What to work on » Return every line of the records below verbatim, with no pictures in the copy.

++++++

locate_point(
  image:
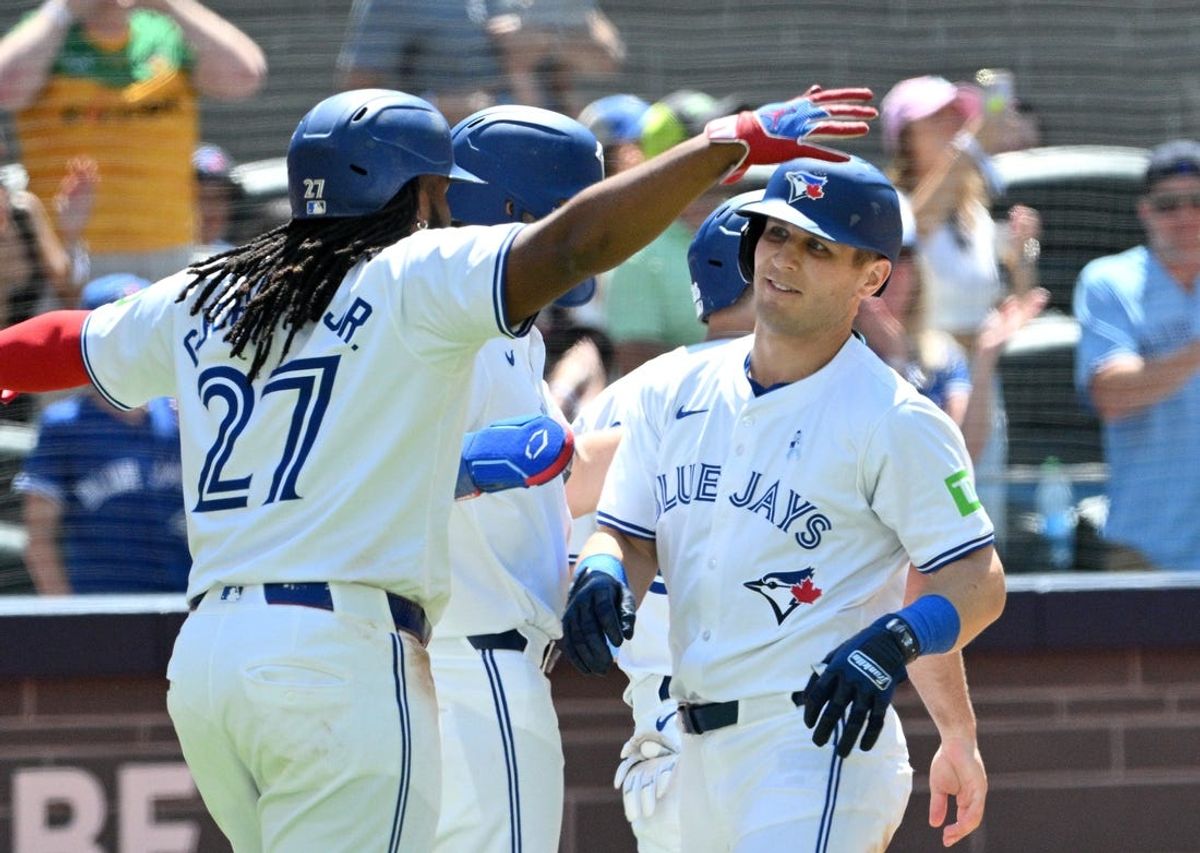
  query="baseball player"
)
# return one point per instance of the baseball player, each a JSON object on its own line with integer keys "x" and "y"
{"x": 502, "y": 755}
{"x": 784, "y": 485}
{"x": 322, "y": 374}
{"x": 648, "y": 758}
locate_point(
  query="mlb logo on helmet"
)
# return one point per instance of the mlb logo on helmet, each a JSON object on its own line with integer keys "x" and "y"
{"x": 805, "y": 185}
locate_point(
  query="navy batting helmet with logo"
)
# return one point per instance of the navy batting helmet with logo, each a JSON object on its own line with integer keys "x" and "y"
{"x": 851, "y": 203}
{"x": 353, "y": 151}
{"x": 529, "y": 161}
{"x": 713, "y": 257}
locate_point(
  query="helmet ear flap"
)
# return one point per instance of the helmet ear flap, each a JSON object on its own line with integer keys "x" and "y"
{"x": 750, "y": 234}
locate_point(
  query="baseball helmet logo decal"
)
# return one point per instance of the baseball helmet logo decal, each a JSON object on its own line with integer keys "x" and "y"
{"x": 805, "y": 185}
{"x": 786, "y": 590}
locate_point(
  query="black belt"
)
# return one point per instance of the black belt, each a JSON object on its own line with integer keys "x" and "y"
{"x": 406, "y": 614}
{"x": 511, "y": 640}
{"x": 708, "y": 718}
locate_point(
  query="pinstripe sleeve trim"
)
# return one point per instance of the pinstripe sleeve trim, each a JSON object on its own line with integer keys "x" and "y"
{"x": 499, "y": 280}
{"x": 957, "y": 553}
{"x": 91, "y": 374}
{"x": 624, "y": 527}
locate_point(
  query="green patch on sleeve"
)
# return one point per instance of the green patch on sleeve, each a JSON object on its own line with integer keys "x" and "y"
{"x": 961, "y": 488}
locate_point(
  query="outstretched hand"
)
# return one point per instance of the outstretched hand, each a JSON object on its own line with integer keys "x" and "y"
{"x": 958, "y": 772}
{"x": 778, "y": 132}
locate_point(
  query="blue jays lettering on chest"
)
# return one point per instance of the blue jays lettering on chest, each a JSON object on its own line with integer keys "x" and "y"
{"x": 768, "y": 499}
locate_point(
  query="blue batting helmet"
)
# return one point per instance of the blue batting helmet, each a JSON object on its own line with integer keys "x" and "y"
{"x": 851, "y": 203}
{"x": 353, "y": 151}
{"x": 713, "y": 257}
{"x": 529, "y": 161}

++++++

Task response »
locate_point(
  image:
  query="baseball player"
)
# return one point per instance of the baseball player, each a JSON object on its own line with integer keys "x" and "y"
{"x": 502, "y": 755}
{"x": 784, "y": 485}
{"x": 322, "y": 374}
{"x": 648, "y": 758}
locate_point(
  query="mlb logo on helmet"
)
# return one point per instance of the mlb logo on helmet, each a JSON object on its own line with integer keys "x" and "y"
{"x": 805, "y": 185}
locate_point(
  query="navy batting helmet with logo"
)
# return one point per instance of the navy batting helmet with logo, each a JSON object on its own line with integer keys "x" and "y"
{"x": 851, "y": 203}
{"x": 353, "y": 151}
{"x": 529, "y": 161}
{"x": 713, "y": 257}
locate_point(
  query="helmet ear flap"
)
# return one point per instance of the helmet ear flap, each a JSON object on its own line with integer keys "x" and "y"
{"x": 750, "y": 234}
locate_point(
  query="baseball helmet logo decal"
)
# return one point per instance of the baseball helmet logo decal, each a JSON object on its own line with integer keys "x" and "y"
{"x": 805, "y": 185}
{"x": 786, "y": 590}
locate_point(
  query="black belt"
)
# return one point per instance of the black belt, each a JSON object on its own line with integer keys "x" and "y"
{"x": 406, "y": 614}
{"x": 511, "y": 640}
{"x": 708, "y": 718}
locate_point(
  query="pinstripe sleeve trim"
)
# return one point per instance of the pinstripe sleeve trim, each a JSON object on its own line with integer keys "x" and "y"
{"x": 499, "y": 280}
{"x": 957, "y": 553}
{"x": 91, "y": 374}
{"x": 624, "y": 527}
locate_point(
  query="green patch on sleeve"
)
# return one point per instance of the green patch on sleeve, each a JSON object on its own line with integer keys "x" and "y"
{"x": 961, "y": 488}
locate_point(
  query="outstretched hand"
)
# return one point per instance of the outstretched hand, each a JSON object on its own line with integer keys "x" and "y"
{"x": 958, "y": 772}
{"x": 778, "y": 132}
locate_point(
  query="blue jays lettering on chest"
)
# return one point per instance of the blue jays lettering on chest, each a JSON object on its own line with integer keys "x" and "y"
{"x": 768, "y": 499}
locate_point(
  query="blue batting helmet"
)
# return one point per instance of the blue batting helmet, each a JSON object on its own line with integer keys "x" and "y"
{"x": 851, "y": 203}
{"x": 353, "y": 151}
{"x": 713, "y": 257}
{"x": 529, "y": 161}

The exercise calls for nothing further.